_Selected passage_.
* START *

Category Archives: Guest Author

Still Using Product Photography to Drive Sales? Part II


Today’s guest post is from Brian Seipel, a marking project expert at Source One Management Services focused on helping corporations achieve both Marketing and Procurement objectives in their strategic sourcing projects.

While this guest post is a bit off of the beaten path for SI, it’s a very interesting one and relevant for those Procurement professionals that want to run with the marketing bulls.


Five Ways Rendering will Beat Out Photography

In Part I, we noted that rendering needed to be “as good” as a photograph for organizations to ditch photography, and for this to happen, rendering needs to offer more. What is the “more” that is needed?

Here are several examples of what “more” means in this sense:

  • Perfect conditions – every time. Let’s face it: there are plenty of elements of a photo shoot that can (and will) go wrong. This is especially true of outdoor shoots or tricky products. Think of Breyer’s next “ice-cream-cone-on-a-hot-summer beach” ad. With rendering, you control all aspects of the environment, leaving nothing to chance – bad weather can’t shut down your rendering, and there’s no hot sun to melt your product.

* END *

_Material supplied_.
* START *

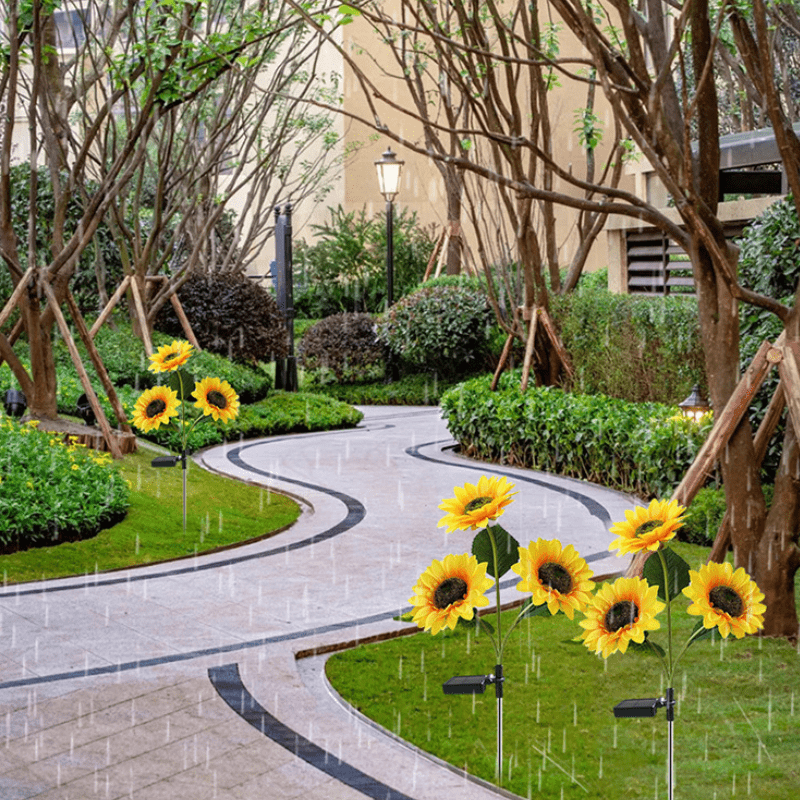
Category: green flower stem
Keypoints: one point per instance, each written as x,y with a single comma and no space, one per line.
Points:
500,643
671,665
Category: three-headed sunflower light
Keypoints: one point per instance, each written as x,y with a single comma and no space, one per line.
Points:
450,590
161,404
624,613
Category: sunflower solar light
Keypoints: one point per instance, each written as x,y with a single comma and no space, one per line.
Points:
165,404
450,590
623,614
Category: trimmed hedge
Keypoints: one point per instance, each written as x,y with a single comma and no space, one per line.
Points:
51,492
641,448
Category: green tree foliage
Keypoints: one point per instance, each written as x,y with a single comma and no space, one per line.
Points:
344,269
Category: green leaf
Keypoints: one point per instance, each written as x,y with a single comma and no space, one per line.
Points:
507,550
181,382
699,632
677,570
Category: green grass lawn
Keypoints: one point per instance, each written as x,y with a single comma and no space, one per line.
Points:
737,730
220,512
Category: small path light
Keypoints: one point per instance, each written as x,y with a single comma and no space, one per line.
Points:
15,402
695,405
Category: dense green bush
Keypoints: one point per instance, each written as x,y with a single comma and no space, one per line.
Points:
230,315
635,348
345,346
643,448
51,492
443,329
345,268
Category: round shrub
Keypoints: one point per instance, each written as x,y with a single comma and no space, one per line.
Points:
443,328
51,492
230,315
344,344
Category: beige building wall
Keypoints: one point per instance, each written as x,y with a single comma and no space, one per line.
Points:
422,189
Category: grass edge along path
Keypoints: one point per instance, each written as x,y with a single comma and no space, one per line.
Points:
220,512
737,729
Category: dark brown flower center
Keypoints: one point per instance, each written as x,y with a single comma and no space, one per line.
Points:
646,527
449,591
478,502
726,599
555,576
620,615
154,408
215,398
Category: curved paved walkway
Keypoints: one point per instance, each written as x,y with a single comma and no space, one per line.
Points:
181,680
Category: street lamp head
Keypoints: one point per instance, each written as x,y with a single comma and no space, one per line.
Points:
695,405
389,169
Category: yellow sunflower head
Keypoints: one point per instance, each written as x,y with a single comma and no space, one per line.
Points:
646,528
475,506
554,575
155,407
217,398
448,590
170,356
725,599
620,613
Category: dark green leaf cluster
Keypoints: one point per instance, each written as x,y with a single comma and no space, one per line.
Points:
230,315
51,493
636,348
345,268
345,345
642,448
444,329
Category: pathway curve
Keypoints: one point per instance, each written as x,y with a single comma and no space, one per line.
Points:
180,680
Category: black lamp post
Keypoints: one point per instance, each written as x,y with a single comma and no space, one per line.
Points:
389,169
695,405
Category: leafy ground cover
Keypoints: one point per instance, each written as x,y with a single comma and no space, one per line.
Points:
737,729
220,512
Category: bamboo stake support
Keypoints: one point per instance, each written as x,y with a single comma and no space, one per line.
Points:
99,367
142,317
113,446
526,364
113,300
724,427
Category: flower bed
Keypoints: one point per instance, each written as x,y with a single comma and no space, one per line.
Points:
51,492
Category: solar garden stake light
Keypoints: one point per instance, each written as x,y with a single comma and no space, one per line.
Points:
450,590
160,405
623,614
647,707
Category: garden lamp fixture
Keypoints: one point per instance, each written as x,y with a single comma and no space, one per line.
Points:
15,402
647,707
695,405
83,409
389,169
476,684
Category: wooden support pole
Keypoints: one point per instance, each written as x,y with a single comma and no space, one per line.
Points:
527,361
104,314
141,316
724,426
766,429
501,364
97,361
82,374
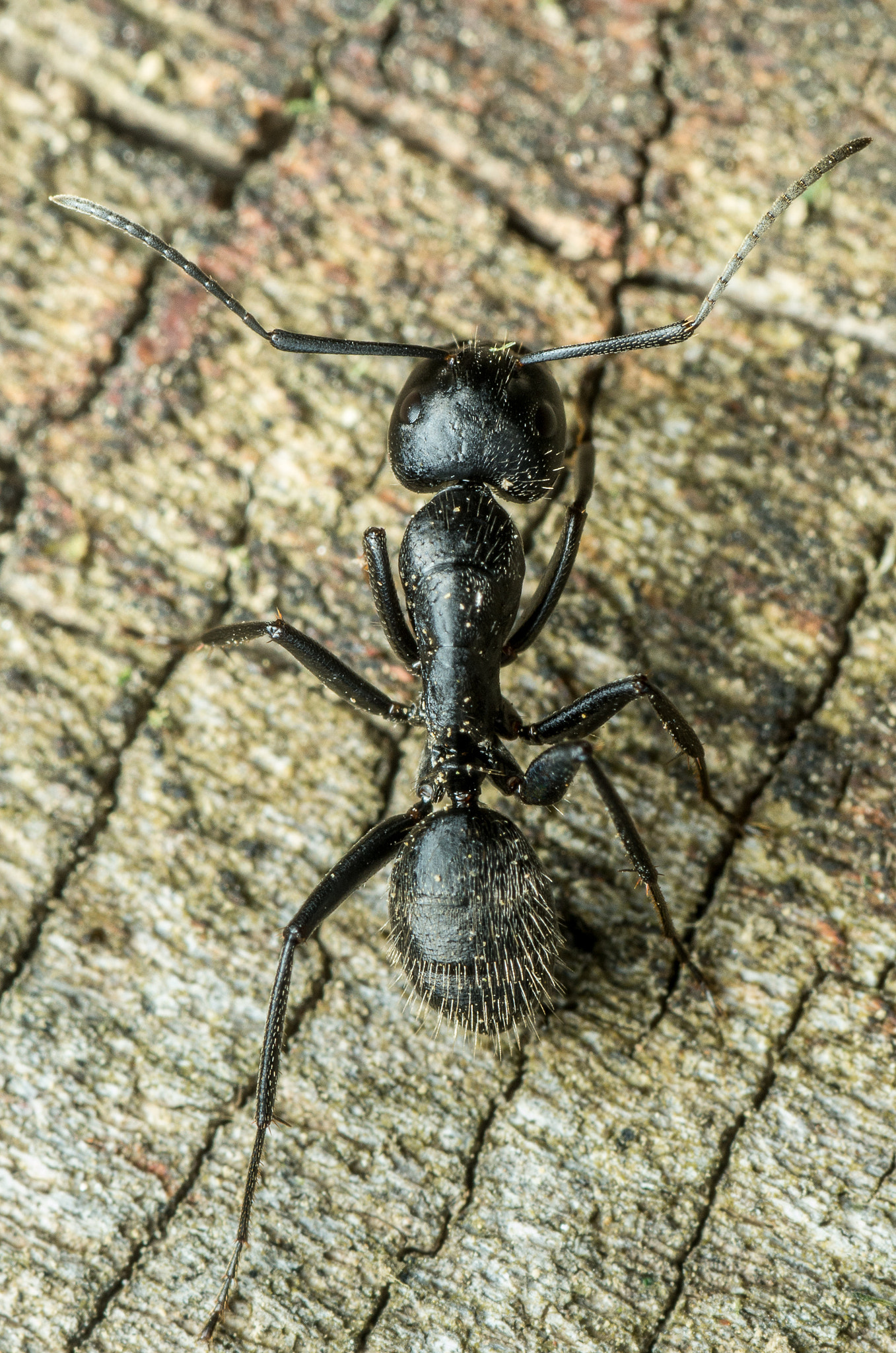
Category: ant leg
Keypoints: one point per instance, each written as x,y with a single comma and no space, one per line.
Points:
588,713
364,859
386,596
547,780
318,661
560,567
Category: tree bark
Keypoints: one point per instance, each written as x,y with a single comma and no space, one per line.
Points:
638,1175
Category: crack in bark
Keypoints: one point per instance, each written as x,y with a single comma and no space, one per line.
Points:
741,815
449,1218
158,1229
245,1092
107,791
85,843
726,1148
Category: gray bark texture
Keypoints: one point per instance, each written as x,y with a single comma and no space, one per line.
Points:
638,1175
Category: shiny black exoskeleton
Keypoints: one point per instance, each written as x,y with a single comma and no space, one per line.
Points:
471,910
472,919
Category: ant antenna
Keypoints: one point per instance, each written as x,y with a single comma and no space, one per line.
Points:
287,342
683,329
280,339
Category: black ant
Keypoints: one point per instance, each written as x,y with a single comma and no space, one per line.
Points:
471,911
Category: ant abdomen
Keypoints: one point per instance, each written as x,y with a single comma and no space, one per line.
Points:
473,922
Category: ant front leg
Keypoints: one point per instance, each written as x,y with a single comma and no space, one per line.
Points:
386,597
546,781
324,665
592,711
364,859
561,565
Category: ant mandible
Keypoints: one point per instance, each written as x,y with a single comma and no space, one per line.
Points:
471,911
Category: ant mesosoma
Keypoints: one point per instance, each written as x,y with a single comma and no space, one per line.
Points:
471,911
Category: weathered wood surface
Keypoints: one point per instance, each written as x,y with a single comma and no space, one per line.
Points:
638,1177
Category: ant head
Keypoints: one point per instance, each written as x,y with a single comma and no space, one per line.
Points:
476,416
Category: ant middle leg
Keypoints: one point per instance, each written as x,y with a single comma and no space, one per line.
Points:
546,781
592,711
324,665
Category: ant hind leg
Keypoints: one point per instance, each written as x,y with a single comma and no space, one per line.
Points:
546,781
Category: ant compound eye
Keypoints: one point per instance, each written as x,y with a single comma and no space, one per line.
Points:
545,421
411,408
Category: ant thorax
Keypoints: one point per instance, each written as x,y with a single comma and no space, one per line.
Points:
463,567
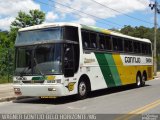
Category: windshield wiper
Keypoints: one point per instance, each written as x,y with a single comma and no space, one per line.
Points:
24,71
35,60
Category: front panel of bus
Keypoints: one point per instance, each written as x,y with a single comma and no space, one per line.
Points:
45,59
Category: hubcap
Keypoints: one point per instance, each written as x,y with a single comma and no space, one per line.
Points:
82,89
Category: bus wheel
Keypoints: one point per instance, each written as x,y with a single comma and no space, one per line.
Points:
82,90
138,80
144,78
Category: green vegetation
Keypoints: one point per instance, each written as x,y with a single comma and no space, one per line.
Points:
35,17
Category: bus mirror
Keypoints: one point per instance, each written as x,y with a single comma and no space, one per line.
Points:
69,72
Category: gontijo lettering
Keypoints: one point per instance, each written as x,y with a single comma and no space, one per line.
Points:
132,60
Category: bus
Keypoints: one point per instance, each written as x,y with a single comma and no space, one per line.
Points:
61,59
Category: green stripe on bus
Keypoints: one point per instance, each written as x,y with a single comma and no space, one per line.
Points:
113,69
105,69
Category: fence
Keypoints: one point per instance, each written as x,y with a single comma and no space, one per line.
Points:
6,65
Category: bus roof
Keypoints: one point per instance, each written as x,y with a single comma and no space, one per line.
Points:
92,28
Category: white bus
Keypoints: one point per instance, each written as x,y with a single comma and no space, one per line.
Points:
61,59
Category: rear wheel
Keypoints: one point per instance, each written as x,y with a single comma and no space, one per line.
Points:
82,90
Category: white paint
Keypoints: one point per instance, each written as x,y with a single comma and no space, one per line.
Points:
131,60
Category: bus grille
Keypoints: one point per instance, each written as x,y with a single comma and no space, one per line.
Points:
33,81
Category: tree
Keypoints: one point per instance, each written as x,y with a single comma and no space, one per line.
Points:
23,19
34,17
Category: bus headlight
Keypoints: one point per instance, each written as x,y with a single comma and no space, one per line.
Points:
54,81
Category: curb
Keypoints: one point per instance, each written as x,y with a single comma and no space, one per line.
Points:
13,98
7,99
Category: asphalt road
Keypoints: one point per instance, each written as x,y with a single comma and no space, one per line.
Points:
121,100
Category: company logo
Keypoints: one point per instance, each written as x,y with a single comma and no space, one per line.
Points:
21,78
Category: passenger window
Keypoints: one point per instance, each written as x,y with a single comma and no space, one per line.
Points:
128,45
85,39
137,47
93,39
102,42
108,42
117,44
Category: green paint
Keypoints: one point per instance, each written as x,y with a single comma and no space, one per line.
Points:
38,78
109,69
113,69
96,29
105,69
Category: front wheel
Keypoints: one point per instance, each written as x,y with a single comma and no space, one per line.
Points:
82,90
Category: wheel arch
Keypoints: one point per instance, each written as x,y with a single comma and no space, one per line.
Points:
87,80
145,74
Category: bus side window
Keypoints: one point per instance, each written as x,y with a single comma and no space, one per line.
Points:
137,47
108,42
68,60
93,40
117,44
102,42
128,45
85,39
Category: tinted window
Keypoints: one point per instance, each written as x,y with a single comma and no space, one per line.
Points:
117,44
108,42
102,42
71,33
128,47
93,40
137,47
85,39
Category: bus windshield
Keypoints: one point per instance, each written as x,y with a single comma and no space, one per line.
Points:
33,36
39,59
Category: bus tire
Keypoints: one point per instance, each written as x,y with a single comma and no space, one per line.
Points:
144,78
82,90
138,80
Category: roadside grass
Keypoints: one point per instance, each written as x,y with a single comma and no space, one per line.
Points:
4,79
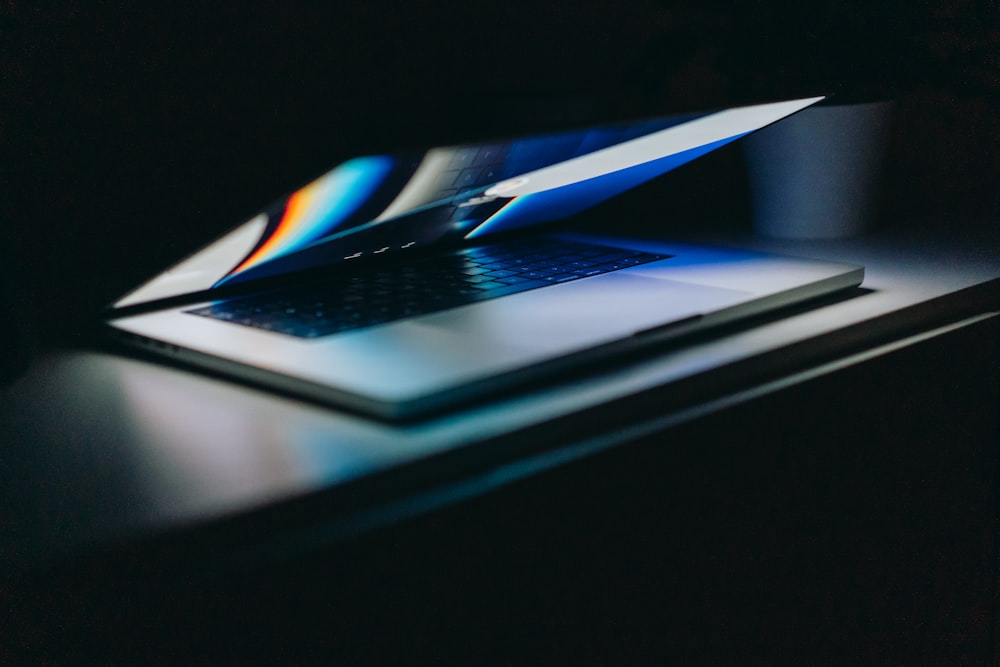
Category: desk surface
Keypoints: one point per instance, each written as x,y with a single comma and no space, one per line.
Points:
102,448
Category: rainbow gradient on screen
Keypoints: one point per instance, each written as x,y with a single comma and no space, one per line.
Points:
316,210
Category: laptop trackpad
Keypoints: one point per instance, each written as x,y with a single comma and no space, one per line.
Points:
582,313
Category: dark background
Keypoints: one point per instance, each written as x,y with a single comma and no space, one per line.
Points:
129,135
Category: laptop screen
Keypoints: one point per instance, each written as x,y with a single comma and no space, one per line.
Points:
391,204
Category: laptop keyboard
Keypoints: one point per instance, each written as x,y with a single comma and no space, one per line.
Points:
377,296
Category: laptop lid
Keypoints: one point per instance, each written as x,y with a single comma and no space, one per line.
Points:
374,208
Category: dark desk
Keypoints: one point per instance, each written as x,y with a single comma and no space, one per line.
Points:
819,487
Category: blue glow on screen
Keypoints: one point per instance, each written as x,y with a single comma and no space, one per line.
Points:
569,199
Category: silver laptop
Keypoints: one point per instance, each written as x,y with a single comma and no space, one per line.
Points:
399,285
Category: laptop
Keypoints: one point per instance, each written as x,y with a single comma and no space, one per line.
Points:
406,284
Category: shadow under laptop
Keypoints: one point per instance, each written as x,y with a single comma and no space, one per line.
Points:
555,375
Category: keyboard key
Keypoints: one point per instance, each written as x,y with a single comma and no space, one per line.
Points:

* END *

Decide whether each statement agrees with the guest post on product photography, answering yes or no and quoting the deciding words. 1. Brian Seipel works at Source One Management Services. 2. Rendering only has to be as good as a photograph for organizations to abandon photography. 3. Outdoor shoots are singled out as especially likely to go wrong. The listing has no connection to the guest post.

1. Yes: "a marking project expert at Source One Management Services"
2. No: "rendering needs to offer more"
3. Yes: "This is especially true of outdoor shoots or tricky products."